Start of SOURCE DATA
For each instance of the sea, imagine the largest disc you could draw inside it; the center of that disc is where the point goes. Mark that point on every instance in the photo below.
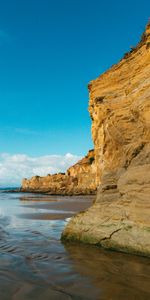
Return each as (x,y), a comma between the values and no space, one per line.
(36,264)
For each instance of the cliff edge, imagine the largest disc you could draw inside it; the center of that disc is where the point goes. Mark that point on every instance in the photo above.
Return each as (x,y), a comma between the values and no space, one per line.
(78,179)
(120,110)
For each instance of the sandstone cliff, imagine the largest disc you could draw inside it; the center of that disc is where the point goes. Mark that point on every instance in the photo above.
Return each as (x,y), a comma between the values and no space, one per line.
(79,179)
(120,110)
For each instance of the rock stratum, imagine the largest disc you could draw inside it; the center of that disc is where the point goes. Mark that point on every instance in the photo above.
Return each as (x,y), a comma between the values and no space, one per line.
(120,110)
(78,179)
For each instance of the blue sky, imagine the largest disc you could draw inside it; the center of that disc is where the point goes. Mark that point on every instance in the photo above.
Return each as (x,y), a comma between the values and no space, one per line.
(49,51)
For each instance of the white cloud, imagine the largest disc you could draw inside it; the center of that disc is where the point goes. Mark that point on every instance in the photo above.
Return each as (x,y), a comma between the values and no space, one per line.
(17,166)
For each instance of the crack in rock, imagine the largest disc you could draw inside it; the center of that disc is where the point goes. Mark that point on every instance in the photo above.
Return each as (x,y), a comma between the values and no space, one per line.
(110,236)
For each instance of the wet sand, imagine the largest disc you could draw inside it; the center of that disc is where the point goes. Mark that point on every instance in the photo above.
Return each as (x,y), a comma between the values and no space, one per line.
(34,264)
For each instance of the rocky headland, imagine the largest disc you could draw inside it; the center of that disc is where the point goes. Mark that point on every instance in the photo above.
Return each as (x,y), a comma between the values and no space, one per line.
(80,179)
(120,110)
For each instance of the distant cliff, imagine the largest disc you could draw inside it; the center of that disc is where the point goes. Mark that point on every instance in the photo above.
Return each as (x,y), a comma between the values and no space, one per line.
(79,179)
(120,110)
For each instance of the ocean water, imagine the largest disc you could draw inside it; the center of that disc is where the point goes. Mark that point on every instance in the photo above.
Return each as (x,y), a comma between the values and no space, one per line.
(35,264)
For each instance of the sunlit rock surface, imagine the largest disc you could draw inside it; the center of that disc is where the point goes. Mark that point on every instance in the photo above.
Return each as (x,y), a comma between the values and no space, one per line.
(79,179)
(120,110)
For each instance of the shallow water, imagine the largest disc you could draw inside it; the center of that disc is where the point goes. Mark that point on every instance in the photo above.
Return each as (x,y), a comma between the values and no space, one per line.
(34,264)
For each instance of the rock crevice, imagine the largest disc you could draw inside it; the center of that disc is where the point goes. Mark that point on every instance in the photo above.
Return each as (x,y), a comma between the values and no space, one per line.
(119,106)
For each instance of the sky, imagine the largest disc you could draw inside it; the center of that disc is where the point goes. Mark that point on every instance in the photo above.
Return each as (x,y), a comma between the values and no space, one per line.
(49,52)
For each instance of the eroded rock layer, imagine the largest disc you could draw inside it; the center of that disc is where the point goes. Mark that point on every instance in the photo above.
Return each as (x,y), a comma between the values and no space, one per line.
(79,179)
(120,111)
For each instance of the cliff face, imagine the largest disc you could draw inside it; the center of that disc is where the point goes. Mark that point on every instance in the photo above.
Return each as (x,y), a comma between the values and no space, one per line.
(79,179)
(120,110)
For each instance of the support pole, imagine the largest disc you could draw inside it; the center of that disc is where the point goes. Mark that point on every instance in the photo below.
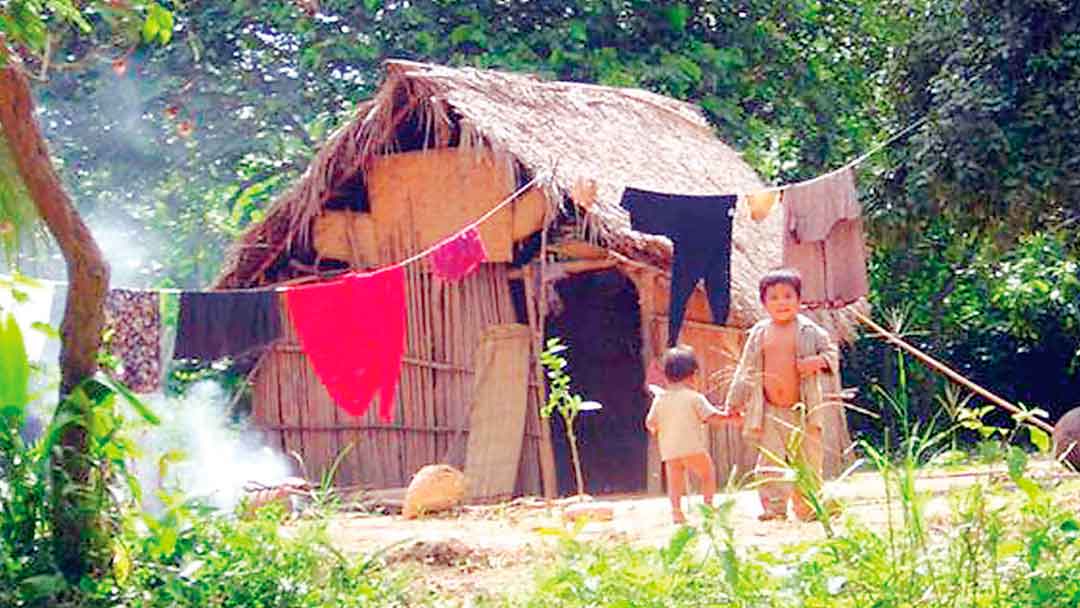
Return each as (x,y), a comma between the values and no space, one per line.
(948,372)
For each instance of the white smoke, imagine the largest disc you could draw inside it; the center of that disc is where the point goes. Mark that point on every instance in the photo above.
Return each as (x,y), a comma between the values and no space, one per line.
(219,458)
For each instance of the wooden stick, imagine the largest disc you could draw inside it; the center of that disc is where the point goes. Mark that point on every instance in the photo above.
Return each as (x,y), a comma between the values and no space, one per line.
(548,477)
(547,448)
(948,372)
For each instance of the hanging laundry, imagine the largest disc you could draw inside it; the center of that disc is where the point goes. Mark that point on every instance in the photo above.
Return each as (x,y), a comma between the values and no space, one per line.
(216,324)
(761,203)
(459,255)
(700,227)
(30,301)
(133,323)
(813,208)
(353,332)
(823,240)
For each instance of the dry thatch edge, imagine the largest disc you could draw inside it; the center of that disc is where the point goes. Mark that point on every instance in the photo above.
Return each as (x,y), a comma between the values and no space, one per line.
(439,96)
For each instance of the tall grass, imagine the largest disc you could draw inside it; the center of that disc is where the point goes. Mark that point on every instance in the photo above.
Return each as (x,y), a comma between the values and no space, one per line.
(186,556)
(1006,542)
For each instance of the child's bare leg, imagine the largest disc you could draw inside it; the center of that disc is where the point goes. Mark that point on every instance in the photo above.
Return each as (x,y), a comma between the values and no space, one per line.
(676,487)
(701,465)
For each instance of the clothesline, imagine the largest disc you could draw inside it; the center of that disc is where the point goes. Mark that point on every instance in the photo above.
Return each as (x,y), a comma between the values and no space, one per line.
(514,196)
(475,224)
(412,259)
(854,162)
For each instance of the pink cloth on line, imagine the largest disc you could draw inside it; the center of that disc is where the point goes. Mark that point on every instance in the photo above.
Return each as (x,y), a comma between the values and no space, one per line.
(353,332)
(459,255)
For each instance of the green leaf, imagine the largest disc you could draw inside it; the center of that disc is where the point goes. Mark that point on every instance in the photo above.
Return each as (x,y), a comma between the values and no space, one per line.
(41,586)
(678,544)
(678,16)
(138,405)
(150,28)
(14,365)
(1040,438)
(578,31)
(460,34)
End of SOURCE DATA
### WORK INSTRUCTION:
Restate each entry word for word; omit the pictures.

### SOLUTION FOR THIS PROBLEM:
For each instance of the sea, imagine the largest disc you could draw inside it; the center of that disc is where the point goes. Mark that point on every instance in the photo below.
Return each as (x,y), a comma between the values and no space, one per line.
(36,264)
For each instance of the cliff edge, imagine the largest disc you could draw inside it; the center of that disc is where the point goes. Mark that point on every instance in the photo above.
Return each as (x,y), a comma between the values and no space, one per line.
(78,179)
(120,110)
For each instance of the sandstone cliff, imagine the largest disc you could draw inside it; the center of that disc is where the point goes. Mark that point on every instance in the photo above.
Return each as (x,y), a comma between the values and no space, one per line.
(79,179)
(120,110)
For each instance of the rock stratum, imagine the largest disc you could draw inside it; the center of that disc is where the point goes. Mark that point on every instance in the photo above.
Return each as (x,y), a comma between the values and no space, one per line.
(120,110)
(78,179)
For each instance of the blue sky, imagine the largest disc you could draw inside it; the center of that disc is where the point goes. Mark that point on every instance in the photo above.
Return each as (x,y), a comma between the values and no space, one per line.
(49,51)
For each instance of the white cloud, imagine the largest disc you could draw inside it; the center of that disc is where the point goes. Mark that point on every instance in the photo above.
Return each as (x,y), a comma between the values and no space, one per line.
(17,166)
For each instance of the crack in rock, imagine the largest disc you could draw inside it; the center of that disc is where the point goes. Mark that point on every instance in the photo above.
Return each as (x,y), a comma between the values and no space, one per line.
(110,236)
For each instance of the wet sand, imagine the largest disc you could draw inside it; the center of that disc is where the point goes. Mark that point on every instance in the photo above.
Return each as (x,y), a comma between the values and no space, one per line.
(34,264)
For each instance of the rocky headland, imagine the largest disc you could draw inside it; the center of that disc is where the point goes. Mark that point on every instance in the photo above.
Return each as (x,y), a comma between the values and no space, one per line.
(80,179)
(120,110)
For each instance of the distant cliff, imagine the largest disc you could draw inside it; the center of that disc is where the point goes. Mark that point on every instance in the photo above.
Return each as (x,y), a comma between the values and no space, one per line.
(79,179)
(120,110)
For each instance of the ocean water, imagine the largest disc you could draw inside it; the center of that disc is where the point goes. Mark that point on every instance in the photo above.
Return each as (x,y), a comma between the values and no space, one per line.
(35,264)
For each instance of the sunlit rock surface, imagine the largest disc you could draw inside it; the center of that disc is where the point goes. Mark that point on every instance in the photo above.
Return each as (x,y), a comma between the values and no space, one per line.
(79,179)
(120,110)
For each instance of the shallow water, imagine the largest disc you could draw inside it; the center of that disc is where the point goes. Mark that point on every instance in the photo above.
Return each as (x,y), a comma between the values and no space, one per line.
(34,264)
For each instance of the rock crevice, imagine the largest disc you could draw inside it; the center of that disc is where the point goes. Mark that point on every instance in the photo above.
Return each as (x,y), a comma between the values and no space, one per line.
(119,106)
For each instance of the sky, imagine the largest disc you could draw inside it; the center of that disc is where the point goes. Mark that point on every instance in the photo above.
Return each as (x,y), a comma between the values and no space, one per line.
(49,52)
For each instance of the eroded rock layer, imagine the largest disc you could draw inside it; the center of that disc is where the point goes. Mark that point on every instance in the photo above.
Return each as (x,y), a comma between the values and no space, one per line.
(79,179)
(120,111)
For each instance of the cliff face, imagine the largest disc you could draw inside it; the center of that disc is where the point goes. Mark that point on every instance in the photo above.
Return each as (x,y), a comma between the values and no space, one per line.
(79,179)
(120,110)
For each instance of the support pole, imagine the largest disc you could draw inside it; the center of that disc is where the point goes. Mark that point on every instance in the photo below.
Return each as (x,y), a comma between the values and no space, one per line.
(948,372)
For each instance of the white smoke, imagine the largest disc you could draw inside it; the center of that disc is where the point goes. Mark that point on every instance in the photo above.
Return each as (x,y), a comma between the values and no space, one per line.
(219,458)
For each instance of the wooden stick, imagine the largest disc you could draw inside it; the center of that disc is where the point goes. Mark that point on every instance in the photo above.
Return each as (x,y), a comma between the values and no space, one per line.
(548,477)
(547,448)
(948,372)
For each instance of the hanging laundry, imagine the largest disc you could draw inside it; the center of that disc is where the point goes. Mark that point on every instance in the photo above.
Return each as (x,y), a comma between the values and no space, one per line.
(216,324)
(761,203)
(459,255)
(700,227)
(30,301)
(133,323)
(813,208)
(353,332)
(823,240)
For each instance of the dry thatch edge, imagine the largest disc you could draw inside it; the center of that disc is where the point goes. Mark that point on every instance in the photo above.
Return each as (x,y), a comma between the values and no space, one per line.
(439,96)
For each instance of the tall grass, imagine the largest disc you could draw inside it; the center of that disc is where the point goes. Mark that point on every instance in the photo above.
Return each as (x,y), a comma between the values and no space, one per line.
(186,556)
(1006,542)
For each instance of the child's bare leg, imagine the largest disc you could draw inside it; the center of that disc is where the point goes. Mark that point on every instance in the photo above.
Return each as (x,y), a comma between the values and no space, one per line.
(676,487)
(701,465)
For each instance of the clothesline, imagine the largest disc you could draw inside it; the center of that disc is where the point goes. Mark that point on every instance in the photo above.
Return each as (x,y), a comma between the values and no space, one per line.
(514,196)
(475,224)
(412,259)
(854,162)
For each instance of the pink cloth on line, imagine the largest disc you could draw inside it; the center of that disc is where the point goes. Mark that point on every instance in the photo above.
Return each as (x,y), a comma between the values and no space, one per line.
(353,332)
(459,255)
For each instance of the green leaf, imagine the largest disc you could draw inside it; the center of that disc is where the point goes. Mark that point on every instance in the photo above.
Return each as (x,y), a comma between the values and no space, one per line.
(41,586)
(678,544)
(678,16)
(138,405)
(150,28)
(14,365)
(1040,438)
(578,31)
(460,34)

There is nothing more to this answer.